| Supplied records |
START

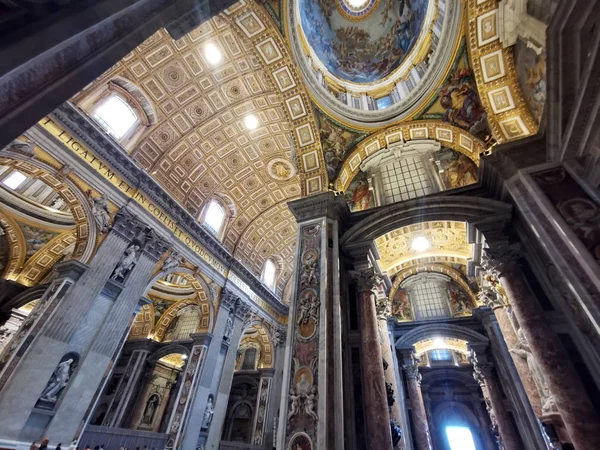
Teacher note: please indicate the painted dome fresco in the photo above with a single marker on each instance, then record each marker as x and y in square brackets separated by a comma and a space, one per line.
[362, 41]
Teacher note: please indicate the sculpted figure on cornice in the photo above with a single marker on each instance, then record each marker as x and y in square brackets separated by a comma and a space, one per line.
[100, 211]
[172, 261]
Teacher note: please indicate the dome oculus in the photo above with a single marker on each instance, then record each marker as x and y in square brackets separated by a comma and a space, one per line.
[362, 41]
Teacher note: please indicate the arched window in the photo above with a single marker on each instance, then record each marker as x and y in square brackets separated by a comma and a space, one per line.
[214, 219]
[269, 273]
[116, 116]
[14, 180]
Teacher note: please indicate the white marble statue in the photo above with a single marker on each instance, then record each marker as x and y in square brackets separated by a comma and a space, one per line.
[100, 211]
[150, 409]
[126, 263]
[172, 261]
[57, 382]
[310, 403]
[208, 413]
[546, 396]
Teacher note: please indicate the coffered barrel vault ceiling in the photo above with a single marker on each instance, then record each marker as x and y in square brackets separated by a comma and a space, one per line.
[200, 147]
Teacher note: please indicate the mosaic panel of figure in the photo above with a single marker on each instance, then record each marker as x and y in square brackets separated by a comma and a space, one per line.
[458, 101]
[455, 169]
[531, 73]
[369, 46]
[574, 204]
[336, 142]
[358, 195]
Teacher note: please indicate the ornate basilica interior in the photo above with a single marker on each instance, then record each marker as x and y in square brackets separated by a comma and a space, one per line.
[300, 224]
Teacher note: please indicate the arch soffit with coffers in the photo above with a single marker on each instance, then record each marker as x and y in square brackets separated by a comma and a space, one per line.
[67, 189]
[436, 268]
[483, 215]
[447, 135]
[428, 331]
[16, 243]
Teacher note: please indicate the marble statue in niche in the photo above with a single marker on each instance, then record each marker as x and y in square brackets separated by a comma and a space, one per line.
[150, 410]
[126, 264]
[172, 261]
[99, 211]
[546, 396]
[59, 380]
[208, 413]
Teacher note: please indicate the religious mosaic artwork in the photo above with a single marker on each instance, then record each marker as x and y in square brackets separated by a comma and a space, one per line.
[336, 142]
[531, 73]
[458, 101]
[459, 300]
[574, 204]
[362, 44]
[455, 169]
[35, 238]
[303, 385]
[401, 308]
[358, 195]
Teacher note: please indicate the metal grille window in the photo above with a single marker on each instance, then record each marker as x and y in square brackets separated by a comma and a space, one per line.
[405, 179]
[440, 355]
[429, 300]
[249, 359]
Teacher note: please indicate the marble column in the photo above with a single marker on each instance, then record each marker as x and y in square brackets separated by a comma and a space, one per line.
[311, 411]
[572, 400]
[189, 384]
[484, 421]
[215, 431]
[278, 341]
[265, 387]
[494, 300]
[395, 413]
[210, 373]
[413, 382]
[85, 321]
[376, 413]
[127, 385]
[483, 372]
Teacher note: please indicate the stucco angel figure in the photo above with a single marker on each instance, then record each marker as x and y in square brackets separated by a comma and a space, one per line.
[295, 406]
[126, 263]
[57, 382]
[172, 261]
[99, 211]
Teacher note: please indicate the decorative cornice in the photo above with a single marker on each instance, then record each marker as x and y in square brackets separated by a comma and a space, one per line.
[366, 279]
[105, 148]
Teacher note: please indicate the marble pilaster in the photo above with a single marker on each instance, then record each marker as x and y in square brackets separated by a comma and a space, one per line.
[572, 400]
[311, 408]
[373, 378]
[395, 411]
[222, 396]
[211, 372]
[413, 382]
[483, 372]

END

Reproduce every one of the lines above word for word, from first to last, and leave out the pictures.

Teacher note: please indicate the painted dome fresco in the photo above with a single marker on each instance, then record each marker as x and y in square brackets separated by a comma and a space, one per line.
[362, 41]
Teacher note: please indicate the sculpted figure on cornice in the photo above with a single marker on each instance, then record each marker as x and y in square brackets separated by a comma and a space, one per line.
[100, 211]
[172, 261]
Teacher note: please indicate the dome oculus in the photo above with a single marker on each instance, then record each marker as x and y in square brackets separated by a comma and a space, one per line.
[362, 41]
Teacher note: please indicate the arched window in the photo above with a single marker on each instance, then record each marker as x and y in square brackets separated by a comma and a space, one per line.
[214, 219]
[269, 273]
[116, 116]
[14, 180]
Teacher note: please indicate the white marble statue in the photo above with a single marker on each instance, then record each marker as x and y in square brackets separated by a comma and a space, one per line.
[100, 211]
[150, 409]
[126, 263]
[172, 261]
[57, 382]
[310, 403]
[208, 413]
[546, 396]
Teacher note: please indicate the coffered barrel vault ceiling in the photo above with a single marker on each instance, then record each marker as x and y in square brackets separated by a comma and a space, one per line.
[200, 147]
Teacher note: please indicate the mosaic panel of figure in the photo above with a single marker on each instance, then record each marker as x and y in square brackets separated by a comma and a space, one per line.
[458, 101]
[455, 169]
[531, 73]
[369, 46]
[574, 204]
[336, 142]
[358, 195]
Teacher note: please indicate the ornate basilica interior in the photo above with a single marker on each instance, then record each marker as x and y in square brackets separated by a comma and a space, one per line.
[300, 224]
Teacher note: please indicate the arch soffit with coffers in the photo above with a single marker on each instance, then record each marker as x and y in square brackets separated by a comma and a space, one per line.
[67, 189]
[436, 268]
[483, 215]
[447, 135]
[428, 331]
[16, 243]
Teacher note: please indicate the marble statue in niche in the photo above with a single marker on each instance, then record each marker as x and y in square brackets separated by a comma and a space, one per line.
[150, 410]
[126, 264]
[172, 261]
[99, 211]
[546, 396]
[59, 380]
[208, 413]
Teacher note: please indicate the religious mosaic artwork in the photo above with a single marker on each instance, then record each marker as x and y in square brackets separated by a comma and a space, one per line.
[336, 142]
[531, 73]
[458, 101]
[459, 300]
[574, 204]
[362, 44]
[455, 169]
[35, 238]
[303, 385]
[401, 308]
[358, 195]
Teacher note: please indicate the metal grille window in the photo above with a single marker on each instance, then record each marker as x and y in square brackets separated by a comma and a space, one per line.
[405, 179]
[440, 355]
[429, 300]
[249, 359]
Teacher note: please indicate the marble column in the photo above with a single marker on each instance, then record each marker as x and y in square brackets separated by a comma and a space, one per line.
[311, 411]
[572, 400]
[189, 384]
[484, 421]
[215, 431]
[278, 341]
[265, 387]
[494, 300]
[395, 413]
[210, 373]
[413, 382]
[85, 321]
[376, 413]
[127, 385]
[483, 372]
Teacher note: please indicate the stucco angel figure in the photo above with a single marker on each instance, then record each marker as x and y in square brackets separated by a comma and a space, one per line.
[295, 406]
[126, 263]
[57, 382]
[172, 261]
[99, 211]
Teacher note: please indicate the decorative cornice in the photo above with a single marker on each instance, then record each marker as x and y in square brackets separated by a comma and a space, one per line.
[366, 279]
[105, 148]
Teacher note: please indicate the marble pilaster in the photo above with a single marker on each instance, then record each marker as x and y in square brackets separated by a comma and a space, one per line.
[572, 400]
[311, 408]
[373, 378]
[395, 411]
[222, 396]
[211, 372]
[413, 382]
[483, 372]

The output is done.